■ **短い問題 1**: 下の行のうち、「white」という語を含むものをすべて示せ。
====== 提供された文章 ======
忘れん坊の外部記憶域

興味を持ったことについて書き散らしています。

「私」という自己の存在価値

 私は私である、という命題は本人にとっては疑う余地のない真ではありますが、他者からすればその命題の真偽には意味がありません。自己の認識というものは「私」にとっては重要ですが、他者にとって重要ではないものです。

 

他者による認知こそが「私」を形作る

 自己認識には常に外部を必要とします。まったく他者を知らずに育った人が「私」という自己を認知できないように、外部である他者の存在があって初めて「私」と「他者」という認知の分離に意味が発生します。自己を把握するためには他者との比較、境界線を認知する必要があるということです。

(境界を認知して初めて彼我を識別する意味が生まれる)

 

 そのことは同時に「私」という存在の形は他者の認知、無数の自他の境界線によって定まることを意味します。

(境界の積み重ねで自己の形状が定まる)

 

 さらに言えば、他者との境界、彼我の違いと比較によって自己の形が定まる以上、自己の形というのは他者の形と認知に完全に依存します。冒頭で書いたように、「私」が自己をどう認識していようが、他者から見た「私」という存在の形は他者の認知によってのみ定まるということです。

 

 もう少し具体的に考えてみましょう。「私は頭が良い」と考える人がいたとします。しかし他者はその人の言動を見た結果から誰もがその人を「頭が悪い」と認知した場合、その人は頭が良いと言えるでしょうか。

 本人からすれば「私は頭が良い」と認識していることでしょう。そしてもちろん周囲はその人を「頭が悪い」と判定します。その結果、相対的な認知の強度から「私」は「頭が悪い」ということが真となります。「私」を定義する支配的なものは他者の認知であり、「私」が「私」のことをどう思っていようと周囲には関係ありません。膨大な他者の認知に勝るほどの自我を持っていようと、人の世界においてその「私」は「頭が悪い」と定義されるのです。

 

 少し状況を変えてみましょう。とても温厚で紳士的な人物がいたとして、その人が事故で頭部を怪我した結果、短気で怒りっぽくなったとします。本人からすれば自意識に変わりはなく、「私」は「私」であり、同一性と連続性が保たれていると考えることができます。しかし周囲からすればその人はもはや別人です。その人が遠くの街へ越して過去のことを知る人が居なくなれば、その人を温厚な紳士と定義する人はいなくなります。
====== 提供された行 ======
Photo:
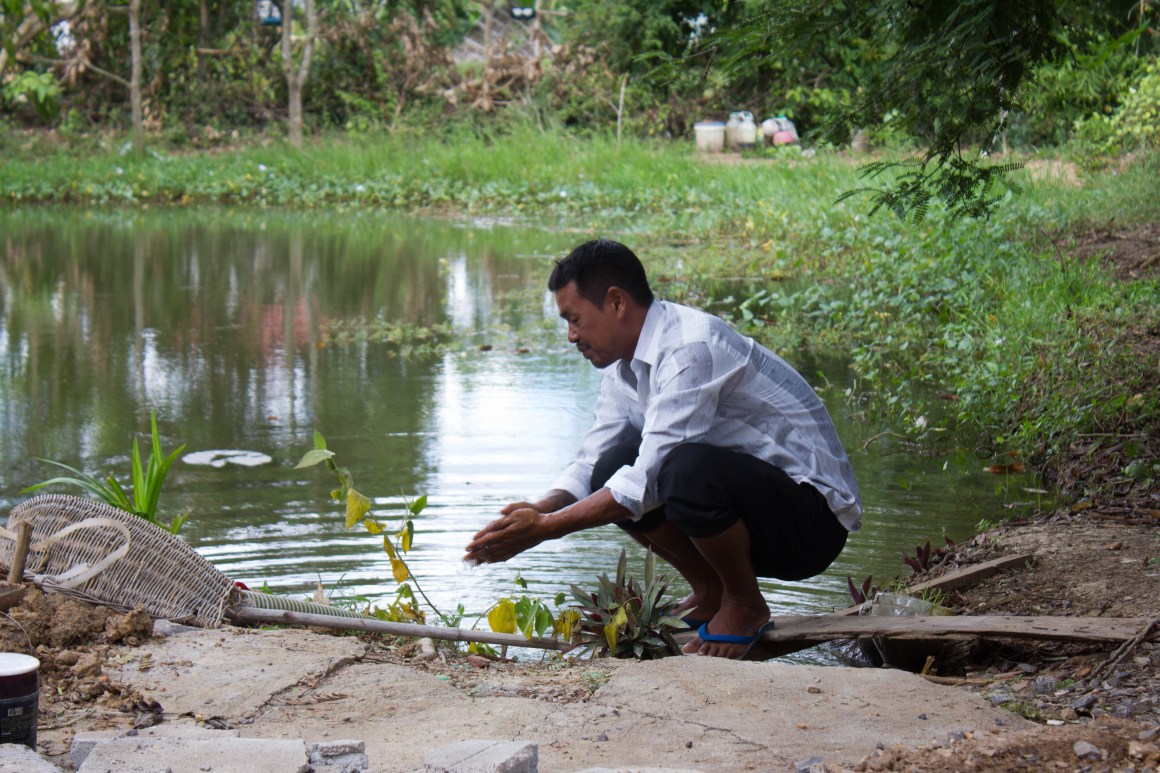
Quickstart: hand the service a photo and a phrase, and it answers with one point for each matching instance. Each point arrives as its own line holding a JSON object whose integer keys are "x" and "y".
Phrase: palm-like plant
{"x": 625, "y": 619}
{"x": 145, "y": 483}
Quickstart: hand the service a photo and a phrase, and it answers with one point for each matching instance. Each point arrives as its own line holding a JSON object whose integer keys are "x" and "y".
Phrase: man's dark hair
{"x": 599, "y": 265}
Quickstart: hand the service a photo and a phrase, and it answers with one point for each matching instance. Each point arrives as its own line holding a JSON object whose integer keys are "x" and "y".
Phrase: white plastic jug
{"x": 746, "y": 131}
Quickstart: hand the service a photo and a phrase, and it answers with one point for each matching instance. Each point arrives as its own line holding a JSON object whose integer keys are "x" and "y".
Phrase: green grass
{"x": 985, "y": 332}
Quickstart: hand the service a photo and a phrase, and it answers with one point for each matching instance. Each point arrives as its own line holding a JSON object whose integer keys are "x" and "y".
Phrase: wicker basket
{"x": 100, "y": 554}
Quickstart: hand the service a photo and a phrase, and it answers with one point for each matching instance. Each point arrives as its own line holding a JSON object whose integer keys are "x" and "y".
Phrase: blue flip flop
{"x": 733, "y": 638}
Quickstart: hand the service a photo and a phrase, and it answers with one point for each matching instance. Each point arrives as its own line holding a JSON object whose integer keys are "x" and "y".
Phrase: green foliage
{"x": 1133, "y": 125}
{"x": 40, "y": 87}
{"x": 146, "y": 481}
{"x": 404, "y": 608}
{"x": 628, "y": 619}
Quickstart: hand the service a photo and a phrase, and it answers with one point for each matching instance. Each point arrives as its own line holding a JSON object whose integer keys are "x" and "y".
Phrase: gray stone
{"x": 1084, "y": 750}
{"x": 146, "y": 755}
{"x": 483, "y": 756}
{"x": 347, "y": 756}
{"x": 1084, "y": 702}
{"x": 19, "y": 758}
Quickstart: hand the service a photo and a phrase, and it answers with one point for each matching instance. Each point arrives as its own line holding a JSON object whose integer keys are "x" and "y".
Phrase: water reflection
{"x": 211, "y": 319}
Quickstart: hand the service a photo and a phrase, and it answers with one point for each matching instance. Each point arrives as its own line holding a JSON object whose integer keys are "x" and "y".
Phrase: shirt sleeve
{"x": 687, "y": 385}
{"x": 610, "y": 425}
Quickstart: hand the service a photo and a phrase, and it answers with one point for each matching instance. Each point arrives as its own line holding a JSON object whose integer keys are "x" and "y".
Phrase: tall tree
{"x": 22, "y": 21}
{"x": 296, "y": 74}
{"x": 948, "y": 70}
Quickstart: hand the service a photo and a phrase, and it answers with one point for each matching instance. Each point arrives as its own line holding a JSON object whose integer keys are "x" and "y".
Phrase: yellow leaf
{"x": 567, "y": 623}
{"x": 356, "y": 507}
{"x": 501, "y": 619}
{"x": 611, "y": 631}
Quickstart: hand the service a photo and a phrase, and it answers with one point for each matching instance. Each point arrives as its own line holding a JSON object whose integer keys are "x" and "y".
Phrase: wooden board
{"x": 814, "y": 630}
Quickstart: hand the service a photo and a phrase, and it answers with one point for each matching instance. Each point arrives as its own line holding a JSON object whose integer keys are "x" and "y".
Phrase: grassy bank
{"x": 998, "y": 334}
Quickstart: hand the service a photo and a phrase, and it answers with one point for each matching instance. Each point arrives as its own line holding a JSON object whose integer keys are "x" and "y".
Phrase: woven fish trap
{"x": 100, "y": 554}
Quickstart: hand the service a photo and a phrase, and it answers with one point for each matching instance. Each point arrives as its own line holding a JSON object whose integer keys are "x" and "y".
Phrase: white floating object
{"x": 223, "y": 457}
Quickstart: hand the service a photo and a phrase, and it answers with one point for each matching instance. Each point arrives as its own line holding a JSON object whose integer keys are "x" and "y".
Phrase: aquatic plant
{"x": 404, "y": 608}
{"x": 626, "y": 619}
{"x": 146, "y": 481}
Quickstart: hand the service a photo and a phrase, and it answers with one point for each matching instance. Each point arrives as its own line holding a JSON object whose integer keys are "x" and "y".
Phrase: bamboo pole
{"x": 284, "y": 616}
{"x": 20, "y": 554}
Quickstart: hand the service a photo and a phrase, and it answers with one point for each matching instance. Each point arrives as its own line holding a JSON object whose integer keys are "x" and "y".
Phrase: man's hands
{"x": 524, "y": 525}
{"x": 521, "y": 528}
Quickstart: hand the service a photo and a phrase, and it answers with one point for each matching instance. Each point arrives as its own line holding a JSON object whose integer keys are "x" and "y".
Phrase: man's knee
{"x": 683, "y": 466}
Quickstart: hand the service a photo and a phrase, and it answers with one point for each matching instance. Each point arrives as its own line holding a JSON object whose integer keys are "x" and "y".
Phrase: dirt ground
{"x": 1097, "y": 707}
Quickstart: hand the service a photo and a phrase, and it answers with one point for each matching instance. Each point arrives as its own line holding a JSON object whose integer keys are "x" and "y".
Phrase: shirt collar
{"x": 649, "y": 341}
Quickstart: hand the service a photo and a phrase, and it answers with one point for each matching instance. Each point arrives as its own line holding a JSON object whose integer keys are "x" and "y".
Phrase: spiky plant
{"x": 626, "y": 619}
======
■ **短い問題 2**: 自己の存在価値についての文章で、温厚で紳士的な人物は事故で頭部を怪我した結果どうなったとされているか。

■ **完成した解答 1**:
Phrase: white plastic jug
Phrase: white floating object

■ **完成した解答 2**: 短気で怒りっぽくなった。